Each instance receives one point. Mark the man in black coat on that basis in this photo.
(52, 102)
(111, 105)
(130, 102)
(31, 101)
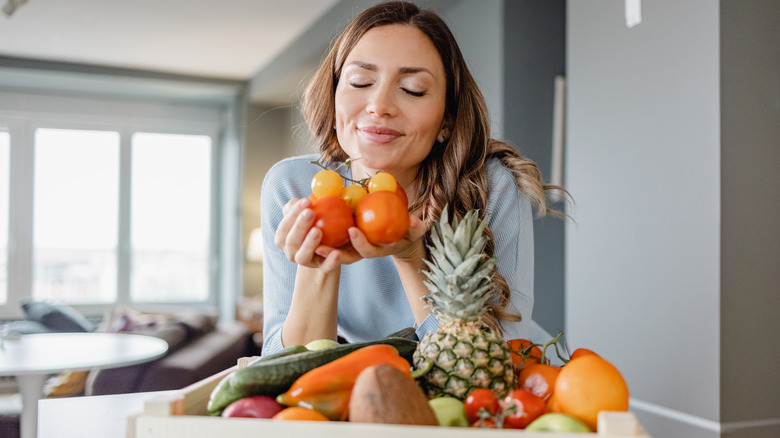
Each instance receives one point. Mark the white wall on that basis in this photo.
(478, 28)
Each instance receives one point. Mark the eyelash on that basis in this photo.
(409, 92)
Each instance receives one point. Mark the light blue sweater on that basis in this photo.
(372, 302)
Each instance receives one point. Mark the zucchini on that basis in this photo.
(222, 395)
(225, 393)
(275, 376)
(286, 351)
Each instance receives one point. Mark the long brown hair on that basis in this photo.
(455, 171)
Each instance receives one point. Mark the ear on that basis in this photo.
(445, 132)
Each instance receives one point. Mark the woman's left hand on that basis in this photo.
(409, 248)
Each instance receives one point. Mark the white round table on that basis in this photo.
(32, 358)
*****
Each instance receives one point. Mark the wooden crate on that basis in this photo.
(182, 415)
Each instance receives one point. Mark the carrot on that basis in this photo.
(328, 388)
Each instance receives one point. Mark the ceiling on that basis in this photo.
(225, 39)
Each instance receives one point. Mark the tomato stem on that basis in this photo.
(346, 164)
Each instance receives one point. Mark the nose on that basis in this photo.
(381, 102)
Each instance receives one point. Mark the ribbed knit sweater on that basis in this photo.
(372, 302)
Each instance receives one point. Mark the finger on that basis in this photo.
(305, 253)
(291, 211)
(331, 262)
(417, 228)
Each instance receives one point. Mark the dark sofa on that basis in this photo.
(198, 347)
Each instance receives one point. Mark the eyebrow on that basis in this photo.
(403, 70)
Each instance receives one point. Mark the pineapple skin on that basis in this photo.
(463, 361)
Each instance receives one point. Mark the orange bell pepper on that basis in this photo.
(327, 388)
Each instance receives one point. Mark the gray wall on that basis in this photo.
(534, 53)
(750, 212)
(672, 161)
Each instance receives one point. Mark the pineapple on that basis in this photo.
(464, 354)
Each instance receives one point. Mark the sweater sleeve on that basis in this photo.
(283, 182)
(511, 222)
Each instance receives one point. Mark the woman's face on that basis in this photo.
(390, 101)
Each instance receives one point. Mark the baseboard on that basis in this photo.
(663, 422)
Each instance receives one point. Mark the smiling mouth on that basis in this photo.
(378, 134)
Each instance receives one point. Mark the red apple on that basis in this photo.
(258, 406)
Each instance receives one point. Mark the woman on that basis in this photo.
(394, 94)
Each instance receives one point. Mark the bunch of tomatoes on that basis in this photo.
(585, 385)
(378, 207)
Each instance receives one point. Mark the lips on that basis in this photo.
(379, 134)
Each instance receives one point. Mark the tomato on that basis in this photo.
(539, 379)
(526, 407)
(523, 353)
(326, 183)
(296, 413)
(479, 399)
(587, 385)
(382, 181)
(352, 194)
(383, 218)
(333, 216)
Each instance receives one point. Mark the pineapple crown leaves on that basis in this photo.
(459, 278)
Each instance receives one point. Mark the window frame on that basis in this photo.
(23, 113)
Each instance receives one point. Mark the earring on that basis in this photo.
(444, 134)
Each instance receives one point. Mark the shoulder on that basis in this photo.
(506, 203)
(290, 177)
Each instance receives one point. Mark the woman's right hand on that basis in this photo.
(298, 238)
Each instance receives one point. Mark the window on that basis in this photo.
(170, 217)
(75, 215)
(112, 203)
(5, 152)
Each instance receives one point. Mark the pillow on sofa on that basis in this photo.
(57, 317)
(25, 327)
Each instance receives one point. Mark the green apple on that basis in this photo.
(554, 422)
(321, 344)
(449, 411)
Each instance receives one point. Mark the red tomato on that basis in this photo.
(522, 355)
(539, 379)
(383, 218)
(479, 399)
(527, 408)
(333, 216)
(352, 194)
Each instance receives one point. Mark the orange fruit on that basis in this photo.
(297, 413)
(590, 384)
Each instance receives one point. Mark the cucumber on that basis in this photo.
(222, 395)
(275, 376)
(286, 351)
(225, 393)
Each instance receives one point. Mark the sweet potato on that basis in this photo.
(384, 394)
*****
Count how many lines of the data above contain the string "wall", matching case exactly, and reply with the number alone.

• _The completed task_: 2